## The problem
Copy the lines below exactly. Start at the first and finish with the line containing "Where can the painted".

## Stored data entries
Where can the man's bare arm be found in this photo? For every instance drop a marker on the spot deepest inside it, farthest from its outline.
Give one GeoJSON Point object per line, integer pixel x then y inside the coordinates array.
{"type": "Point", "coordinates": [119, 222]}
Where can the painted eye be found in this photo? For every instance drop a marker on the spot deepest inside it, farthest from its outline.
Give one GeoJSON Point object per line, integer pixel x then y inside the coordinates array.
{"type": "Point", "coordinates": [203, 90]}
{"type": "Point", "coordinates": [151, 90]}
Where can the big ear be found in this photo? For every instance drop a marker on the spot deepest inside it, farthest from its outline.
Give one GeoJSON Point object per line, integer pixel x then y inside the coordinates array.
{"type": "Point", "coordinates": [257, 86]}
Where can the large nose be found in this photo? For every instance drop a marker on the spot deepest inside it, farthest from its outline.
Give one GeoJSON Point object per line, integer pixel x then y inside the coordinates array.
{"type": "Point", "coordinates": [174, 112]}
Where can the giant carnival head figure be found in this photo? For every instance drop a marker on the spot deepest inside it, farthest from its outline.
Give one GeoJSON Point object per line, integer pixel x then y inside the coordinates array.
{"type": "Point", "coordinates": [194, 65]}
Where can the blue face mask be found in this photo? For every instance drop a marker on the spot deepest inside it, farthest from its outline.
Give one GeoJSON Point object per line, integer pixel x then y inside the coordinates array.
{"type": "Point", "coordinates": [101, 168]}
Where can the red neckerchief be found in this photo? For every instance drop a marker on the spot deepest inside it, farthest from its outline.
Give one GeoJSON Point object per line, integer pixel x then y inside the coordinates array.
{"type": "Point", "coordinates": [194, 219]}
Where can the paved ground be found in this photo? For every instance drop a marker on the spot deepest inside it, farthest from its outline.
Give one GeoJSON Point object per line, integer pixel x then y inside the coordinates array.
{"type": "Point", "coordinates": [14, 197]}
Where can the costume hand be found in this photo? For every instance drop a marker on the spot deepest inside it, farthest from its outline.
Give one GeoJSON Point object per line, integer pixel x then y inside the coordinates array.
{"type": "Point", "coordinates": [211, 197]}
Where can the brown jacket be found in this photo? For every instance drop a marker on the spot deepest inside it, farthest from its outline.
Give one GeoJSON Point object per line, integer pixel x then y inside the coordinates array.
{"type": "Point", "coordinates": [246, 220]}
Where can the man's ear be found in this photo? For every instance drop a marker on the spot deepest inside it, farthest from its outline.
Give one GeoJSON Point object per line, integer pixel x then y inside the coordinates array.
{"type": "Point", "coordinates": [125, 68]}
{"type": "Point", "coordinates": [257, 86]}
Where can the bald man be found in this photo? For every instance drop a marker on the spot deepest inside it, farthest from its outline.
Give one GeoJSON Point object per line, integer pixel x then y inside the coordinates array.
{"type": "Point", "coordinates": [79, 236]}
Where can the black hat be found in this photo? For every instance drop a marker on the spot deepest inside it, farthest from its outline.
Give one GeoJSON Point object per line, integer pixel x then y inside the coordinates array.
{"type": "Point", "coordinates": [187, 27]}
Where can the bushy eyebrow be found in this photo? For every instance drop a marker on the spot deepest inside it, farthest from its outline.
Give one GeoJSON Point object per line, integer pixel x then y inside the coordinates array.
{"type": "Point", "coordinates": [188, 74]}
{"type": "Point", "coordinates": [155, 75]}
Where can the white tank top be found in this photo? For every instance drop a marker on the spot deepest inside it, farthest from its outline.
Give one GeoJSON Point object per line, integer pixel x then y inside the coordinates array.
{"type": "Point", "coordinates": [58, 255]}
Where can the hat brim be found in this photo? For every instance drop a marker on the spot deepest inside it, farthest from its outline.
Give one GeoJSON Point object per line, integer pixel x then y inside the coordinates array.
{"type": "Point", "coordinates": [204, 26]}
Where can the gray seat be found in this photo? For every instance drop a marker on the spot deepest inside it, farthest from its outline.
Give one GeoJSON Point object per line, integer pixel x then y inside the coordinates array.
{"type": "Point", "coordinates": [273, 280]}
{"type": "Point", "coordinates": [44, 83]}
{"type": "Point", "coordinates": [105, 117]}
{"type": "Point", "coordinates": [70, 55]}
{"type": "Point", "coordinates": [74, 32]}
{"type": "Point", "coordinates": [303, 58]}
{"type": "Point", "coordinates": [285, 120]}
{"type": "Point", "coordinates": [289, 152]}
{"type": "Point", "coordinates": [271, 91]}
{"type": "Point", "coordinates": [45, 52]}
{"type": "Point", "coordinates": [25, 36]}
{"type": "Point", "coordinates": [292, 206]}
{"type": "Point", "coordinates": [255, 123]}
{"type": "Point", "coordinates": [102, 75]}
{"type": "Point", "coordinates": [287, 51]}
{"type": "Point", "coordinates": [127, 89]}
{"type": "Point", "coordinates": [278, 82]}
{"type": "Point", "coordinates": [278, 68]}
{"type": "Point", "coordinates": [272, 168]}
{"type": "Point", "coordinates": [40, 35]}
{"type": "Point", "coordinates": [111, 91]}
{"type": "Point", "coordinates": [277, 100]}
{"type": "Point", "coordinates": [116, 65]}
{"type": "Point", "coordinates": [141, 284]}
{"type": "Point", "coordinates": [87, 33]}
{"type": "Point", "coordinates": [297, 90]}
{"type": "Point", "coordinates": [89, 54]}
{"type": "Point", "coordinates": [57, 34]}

## Solution below
Where can the man's bare arm be found in this photo? For every instance drop a marker on the spot deepest inside it, farthest from its outline.
Give one GeoJSON Point object per line, integer pixel x then y inside the coordinates array.
{"type": "Point", "coordinates": [119, 222]}
Where can the painted eye be found in this photo? For every instance drop a marker on the spot deepest inside it, farthest from its outline.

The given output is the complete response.